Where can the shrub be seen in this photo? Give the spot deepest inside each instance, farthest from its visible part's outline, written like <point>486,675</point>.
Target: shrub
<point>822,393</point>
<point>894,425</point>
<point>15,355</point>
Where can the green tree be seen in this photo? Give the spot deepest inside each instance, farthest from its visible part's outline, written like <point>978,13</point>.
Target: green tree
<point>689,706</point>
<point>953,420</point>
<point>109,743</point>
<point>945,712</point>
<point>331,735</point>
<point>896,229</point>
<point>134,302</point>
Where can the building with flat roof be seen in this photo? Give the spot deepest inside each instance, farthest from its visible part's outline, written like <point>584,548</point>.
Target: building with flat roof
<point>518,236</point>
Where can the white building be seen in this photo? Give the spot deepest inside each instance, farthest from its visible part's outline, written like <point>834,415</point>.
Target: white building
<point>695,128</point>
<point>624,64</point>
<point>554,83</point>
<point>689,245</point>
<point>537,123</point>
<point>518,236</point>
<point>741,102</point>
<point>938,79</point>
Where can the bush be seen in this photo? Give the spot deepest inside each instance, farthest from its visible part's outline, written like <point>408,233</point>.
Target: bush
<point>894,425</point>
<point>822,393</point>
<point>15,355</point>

****************

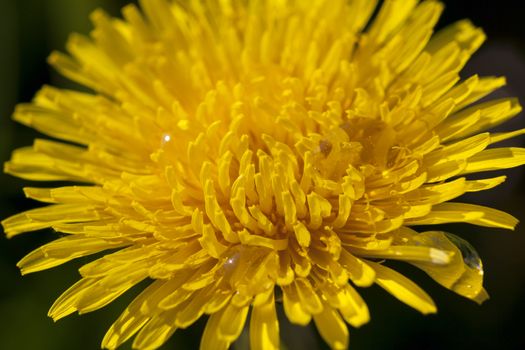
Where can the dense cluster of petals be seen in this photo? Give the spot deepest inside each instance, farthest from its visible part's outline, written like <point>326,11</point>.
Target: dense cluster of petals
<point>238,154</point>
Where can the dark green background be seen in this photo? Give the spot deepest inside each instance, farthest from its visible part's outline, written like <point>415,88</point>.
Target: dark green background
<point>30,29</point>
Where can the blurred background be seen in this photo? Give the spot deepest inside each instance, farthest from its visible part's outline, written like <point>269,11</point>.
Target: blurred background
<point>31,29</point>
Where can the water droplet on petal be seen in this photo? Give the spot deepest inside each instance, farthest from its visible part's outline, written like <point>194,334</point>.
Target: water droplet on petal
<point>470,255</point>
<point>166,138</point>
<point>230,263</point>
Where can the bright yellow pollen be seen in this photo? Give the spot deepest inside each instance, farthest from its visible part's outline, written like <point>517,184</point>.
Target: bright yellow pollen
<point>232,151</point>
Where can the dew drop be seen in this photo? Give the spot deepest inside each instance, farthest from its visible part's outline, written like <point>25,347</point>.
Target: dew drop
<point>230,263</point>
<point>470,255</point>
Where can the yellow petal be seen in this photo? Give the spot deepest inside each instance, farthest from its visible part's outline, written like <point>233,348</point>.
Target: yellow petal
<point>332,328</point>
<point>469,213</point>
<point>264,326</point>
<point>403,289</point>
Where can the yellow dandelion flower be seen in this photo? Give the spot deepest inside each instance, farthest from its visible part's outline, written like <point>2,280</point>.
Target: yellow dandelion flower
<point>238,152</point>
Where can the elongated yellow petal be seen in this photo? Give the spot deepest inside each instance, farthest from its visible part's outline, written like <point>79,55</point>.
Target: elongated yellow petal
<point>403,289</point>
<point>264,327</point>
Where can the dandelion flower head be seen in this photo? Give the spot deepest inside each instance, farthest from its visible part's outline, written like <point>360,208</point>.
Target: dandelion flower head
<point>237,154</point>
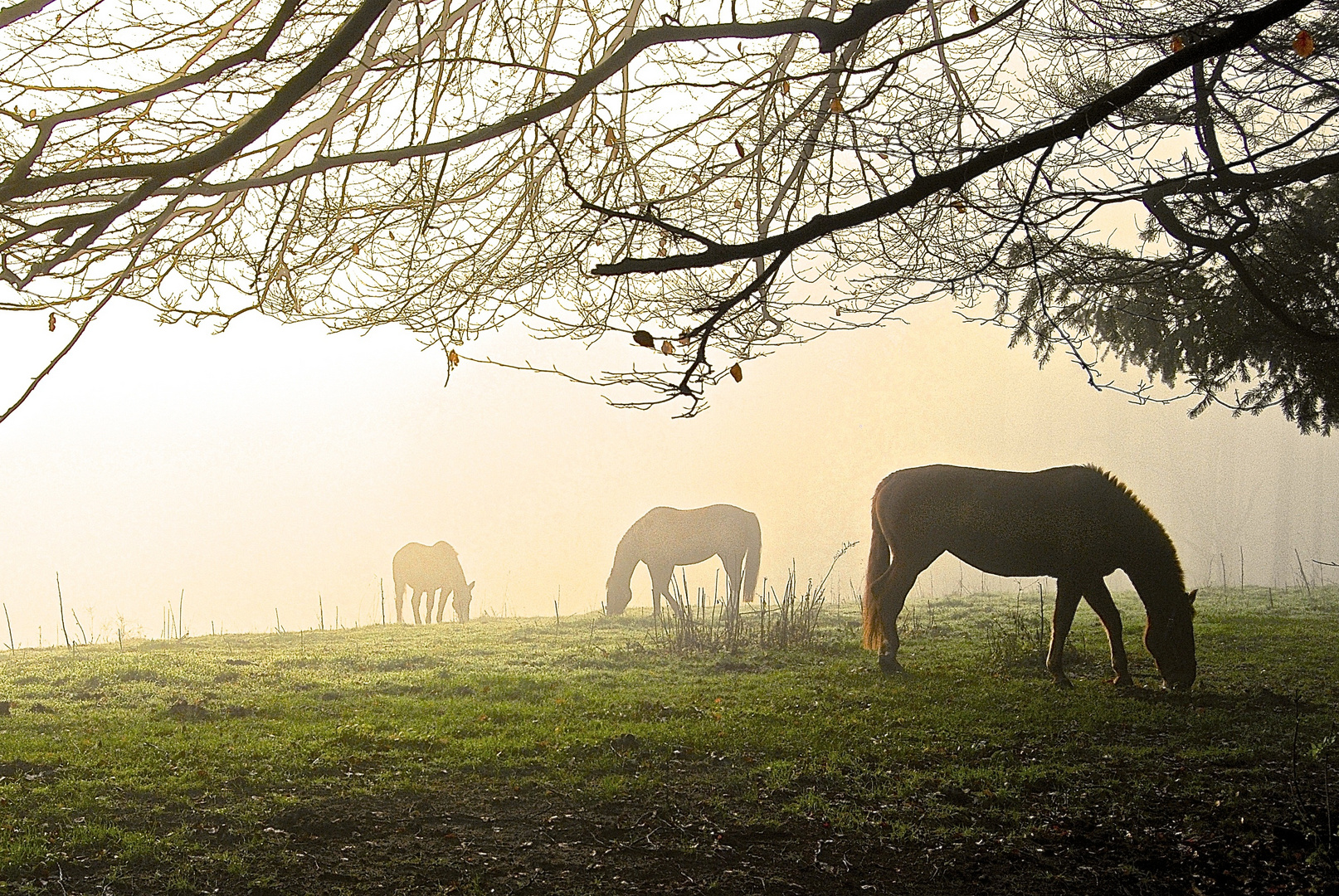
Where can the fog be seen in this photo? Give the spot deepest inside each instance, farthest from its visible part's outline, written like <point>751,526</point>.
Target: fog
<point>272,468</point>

****************

Reproduce the items word for word, starting with the line that contains "Where can the yellow petal" and going on through the line that contains "<point>264,326</point>".

Where can the yellow petal be seen in this photo? Give the spot deepest inside each instance, farthest from its visible part's outline, written like <point>233,348</point>.
Target: yellow petal
<point>332,328</point>
<point>469,213</point>
<point>264,326</point>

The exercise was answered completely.